**TEXT BLOCK:**
(begin)

# "AMD Processor model unknown" Question



## Mr.Magee (Apr 6, 2006)

I just recently upgraded to the 6400+, (see specs above) and now my computer doesn't recognize the CPU, just says "AMD Processor model unknown?" Is this saying I need to upgrade my BIOS??

As of now everything is running normal, so if its not a big deal I'd rather stay away from the BIOS upgrade (if thats the problem). As I've heard many things can go wrong in that department. Thanks in advance!!


----------



## Mr.Magee (Apr 6, 2006)

Also, can upgrading the BIOS improve performance??


----------



## crjdriver (Jan 2, 2001)

You need bios 1202 in order to support that cpu.

FWIW I never use the asus update app that runs in windows. I use either the update app that is part of the bios [if used on your board] OR update from a floppy.


----------



## Mr.Magee (Apr 6, 2006)

So your saying that I NEED to update my BIOS? I'd really rather not if it is not absolutely necessary. I also don't have a floppy drive, and I'll have to check on updating from the BIOS itself. Thanks crjdriver!


----------



## crjdriver (Jan 2, 2001)

Well I looked again and that is a beta bios so there is NO release bios that supports your cpu. It is up to you if you want to use a beta bios.

You can update your bios by using the ez flash built into the bios. During post, you hit the ALT>F2 keys and it starts the update process. Read your manual and it gives detailed instructions on how to do this task.


----------



## crjdriver (Jan 2, 2001)

It is up to you. Do you want the cpu supported or not? If you do, then you need to update the bios. As I posted, that is NOT a release bios, it is a beta bios.

(end)

**EXTRACTED INFORMATION:**
(begin)

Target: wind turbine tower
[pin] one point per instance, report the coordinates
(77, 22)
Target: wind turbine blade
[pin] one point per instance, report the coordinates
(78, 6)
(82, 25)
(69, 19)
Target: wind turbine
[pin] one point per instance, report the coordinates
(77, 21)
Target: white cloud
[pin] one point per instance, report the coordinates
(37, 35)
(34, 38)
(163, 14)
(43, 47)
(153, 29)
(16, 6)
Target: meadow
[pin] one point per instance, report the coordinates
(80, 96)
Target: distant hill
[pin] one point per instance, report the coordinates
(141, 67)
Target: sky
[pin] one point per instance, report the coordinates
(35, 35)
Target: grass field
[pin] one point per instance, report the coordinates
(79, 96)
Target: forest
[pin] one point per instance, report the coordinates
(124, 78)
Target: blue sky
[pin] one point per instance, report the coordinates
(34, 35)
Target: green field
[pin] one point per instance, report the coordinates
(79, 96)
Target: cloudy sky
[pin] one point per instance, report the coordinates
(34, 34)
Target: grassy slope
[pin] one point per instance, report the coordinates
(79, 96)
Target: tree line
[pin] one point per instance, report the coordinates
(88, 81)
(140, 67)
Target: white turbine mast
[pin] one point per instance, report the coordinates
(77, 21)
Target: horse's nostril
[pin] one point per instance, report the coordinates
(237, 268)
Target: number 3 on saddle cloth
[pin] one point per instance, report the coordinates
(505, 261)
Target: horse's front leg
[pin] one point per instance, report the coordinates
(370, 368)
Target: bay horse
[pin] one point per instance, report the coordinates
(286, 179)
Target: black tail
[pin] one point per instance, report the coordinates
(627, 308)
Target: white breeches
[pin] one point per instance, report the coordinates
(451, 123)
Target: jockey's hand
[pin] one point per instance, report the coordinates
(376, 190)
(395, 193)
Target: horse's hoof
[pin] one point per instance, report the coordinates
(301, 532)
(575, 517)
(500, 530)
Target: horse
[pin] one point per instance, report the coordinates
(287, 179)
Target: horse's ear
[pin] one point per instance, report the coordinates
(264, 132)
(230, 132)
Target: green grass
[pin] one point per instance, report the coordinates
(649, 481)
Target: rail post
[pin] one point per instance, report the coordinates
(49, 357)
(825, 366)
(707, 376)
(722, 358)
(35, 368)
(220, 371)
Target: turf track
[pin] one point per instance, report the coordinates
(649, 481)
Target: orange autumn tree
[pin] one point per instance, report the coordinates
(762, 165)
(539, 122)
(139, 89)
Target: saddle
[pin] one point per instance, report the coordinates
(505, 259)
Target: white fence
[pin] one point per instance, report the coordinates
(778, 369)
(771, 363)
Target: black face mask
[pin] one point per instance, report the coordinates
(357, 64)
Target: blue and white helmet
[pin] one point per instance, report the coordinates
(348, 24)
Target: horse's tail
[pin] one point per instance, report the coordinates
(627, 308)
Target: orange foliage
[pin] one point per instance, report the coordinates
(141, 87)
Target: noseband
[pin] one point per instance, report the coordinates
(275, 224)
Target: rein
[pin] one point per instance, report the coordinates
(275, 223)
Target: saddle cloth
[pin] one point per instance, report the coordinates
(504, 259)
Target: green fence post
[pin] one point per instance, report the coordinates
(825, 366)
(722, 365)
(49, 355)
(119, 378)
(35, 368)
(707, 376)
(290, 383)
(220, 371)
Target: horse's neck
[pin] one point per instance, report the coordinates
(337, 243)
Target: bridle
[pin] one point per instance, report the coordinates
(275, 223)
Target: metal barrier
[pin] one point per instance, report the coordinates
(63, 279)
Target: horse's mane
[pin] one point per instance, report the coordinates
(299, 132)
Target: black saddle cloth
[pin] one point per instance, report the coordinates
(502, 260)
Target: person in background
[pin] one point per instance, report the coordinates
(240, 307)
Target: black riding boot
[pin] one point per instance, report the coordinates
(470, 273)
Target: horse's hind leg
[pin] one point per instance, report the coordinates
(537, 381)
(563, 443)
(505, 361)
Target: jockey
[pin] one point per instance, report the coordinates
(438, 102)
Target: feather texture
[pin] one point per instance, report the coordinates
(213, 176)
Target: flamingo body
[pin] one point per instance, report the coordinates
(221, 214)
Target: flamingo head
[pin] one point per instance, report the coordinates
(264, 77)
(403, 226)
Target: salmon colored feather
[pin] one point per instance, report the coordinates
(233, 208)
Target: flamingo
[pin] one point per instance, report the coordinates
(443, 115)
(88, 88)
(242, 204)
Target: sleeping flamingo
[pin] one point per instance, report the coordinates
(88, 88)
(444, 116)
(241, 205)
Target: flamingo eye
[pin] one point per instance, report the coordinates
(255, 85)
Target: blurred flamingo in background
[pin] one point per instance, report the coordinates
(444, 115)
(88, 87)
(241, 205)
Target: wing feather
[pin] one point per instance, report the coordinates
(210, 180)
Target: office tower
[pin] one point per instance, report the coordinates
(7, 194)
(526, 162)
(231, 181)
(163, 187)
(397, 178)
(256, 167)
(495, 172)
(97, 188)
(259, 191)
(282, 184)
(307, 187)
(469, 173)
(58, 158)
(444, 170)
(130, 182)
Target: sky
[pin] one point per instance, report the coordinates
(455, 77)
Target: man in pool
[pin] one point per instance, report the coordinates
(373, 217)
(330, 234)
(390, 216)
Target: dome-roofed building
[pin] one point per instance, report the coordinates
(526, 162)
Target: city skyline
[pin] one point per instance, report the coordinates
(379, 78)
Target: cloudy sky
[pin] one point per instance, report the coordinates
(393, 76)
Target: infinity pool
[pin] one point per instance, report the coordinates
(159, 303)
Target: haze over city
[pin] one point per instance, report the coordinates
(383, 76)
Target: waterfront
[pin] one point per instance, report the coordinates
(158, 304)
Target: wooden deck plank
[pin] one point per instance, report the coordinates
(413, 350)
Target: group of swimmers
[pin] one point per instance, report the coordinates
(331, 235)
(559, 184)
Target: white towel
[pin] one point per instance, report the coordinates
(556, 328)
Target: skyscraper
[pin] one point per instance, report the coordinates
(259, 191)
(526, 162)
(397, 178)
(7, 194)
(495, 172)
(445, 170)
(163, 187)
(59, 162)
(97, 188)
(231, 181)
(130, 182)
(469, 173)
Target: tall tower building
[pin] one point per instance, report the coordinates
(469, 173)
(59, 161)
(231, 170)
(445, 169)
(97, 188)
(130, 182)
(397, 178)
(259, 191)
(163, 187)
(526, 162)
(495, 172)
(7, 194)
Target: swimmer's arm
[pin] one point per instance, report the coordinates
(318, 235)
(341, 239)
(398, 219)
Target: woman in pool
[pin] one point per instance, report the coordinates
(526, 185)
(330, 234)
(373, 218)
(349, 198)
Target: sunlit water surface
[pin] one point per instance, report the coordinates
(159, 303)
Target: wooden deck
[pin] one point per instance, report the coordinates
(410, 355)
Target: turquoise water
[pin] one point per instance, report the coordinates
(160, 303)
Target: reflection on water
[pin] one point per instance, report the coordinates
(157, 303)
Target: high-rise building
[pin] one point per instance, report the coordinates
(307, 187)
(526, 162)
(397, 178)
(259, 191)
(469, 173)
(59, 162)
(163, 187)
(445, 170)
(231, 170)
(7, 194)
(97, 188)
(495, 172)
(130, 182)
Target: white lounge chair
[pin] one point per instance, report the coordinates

(end)

**EXERCISES TO COMPLETE:**
(a) In the forum thread about the unrecognized AMD processor, which BIOS version is named as needed to support the new CPU?
(b) Decide whether each statement agrees with the forum thread about the unrecognized AMD processor, answering yes or no and quoting the deciding words: (i) The ez flash update is started by pressing ALT and F2 during POST. (ii) Mr.Magee has a floppy drive. (iii) crjdriver uses the asus update app that runs in windows.
(c) Please continue the forum thread about the unrecognized AMD processor, picking up after its last post.

**EXERCISE RESPONSES:**
(a) BIOS 1202.

(b)
(i) Yes: "During post, you hit the ALT>F2 keys and it starts the update process."
(ii) No: "I also don't have a floppy drive"
(iii) No: "I never use the asus update app that runs in windows."

(c)
BTW read your manual. Many boards that have ez flash will allow you to use a usb drive for the update file.


----------



## crjdriver (Jan 2, 2001)

Here is a link to the cpu support page at asus. You can see what bios is required. It does not list it as a beta bios there however when you go to the download page, it does say it is a beta bios.
CPU support link


----------



## Mr.Magee (Apr 6, 2006)

Sounds good, I'll post an update when I figure out what I'm going to do. Thanks!


----------



## Mr.Magee (Apr 6, 2006)

Bad news after updating BIOS, I'm getting a BSOD stating DRIVER IRQL NOT LESS OR EQUAL. Any ideas???


----------



## Mr.Magee (Apr 6, 2006)

I googled the bsod error message, but before i do anything major, i was wondering if changing the RAM speed in the BIOS could affect things?? After I updated my BIOS I went in to reconfig and changed the RAM config from "AUTO" to "DDR2800" would this cause the DRIVER_IRQL_NOT_LESS_OR_EQUAL message??


----------



## crjdriver (Jan 2, 2001)

Yes, it would. Put the ram back to where it is supposed to be. Next if you had set any vdimm [ram voltage] other than stock, you need to set that again as well.

Remember this is a beta bios and NOT a release bios. It may well have problems; that is why it is beta. You are now a beta tester.


----------



## Mr.Magee (Apr 6, 2006)

Yeah, I set it back to "auto" and haven't seen the screen since. The update was actually fairly simply with the EZ update in the bios. I just downloaded the update file and put into onto a flash drive, and loaded from there. I went with bios version 1202, and the mobo sees the cpu correctly. Hopefully I won't have anymore problems, but if I do I'll let you know. Thanks for all the help though crjdriver! :up::up:


----------



## crjdriver (Jan 2, 2001)

Yes, it is pretty easy. One thing ez bios or asus update will NOT let you do now is downgrade to an earlier bios. When there is a release bios that supports that cpu, I would flash to the release bios rather than have a beta or test bios.

If you ever do need to downgrade the bios, you must use the bootdisk method.


----------



## Mr.Magee (Apr 6, 2006)

Yeah, after changing that back and updating the drivers for my wireless desktop, I haven't had the bsod again. 

Yeah, I'm hoping the release version will be sometime soon. Another question, like you stated early, on one page it states version 1202 is beta, and on another it doesn't. Would it show up as "beta" during the POST??


----------



## crjdriver (Jan 2, 2001)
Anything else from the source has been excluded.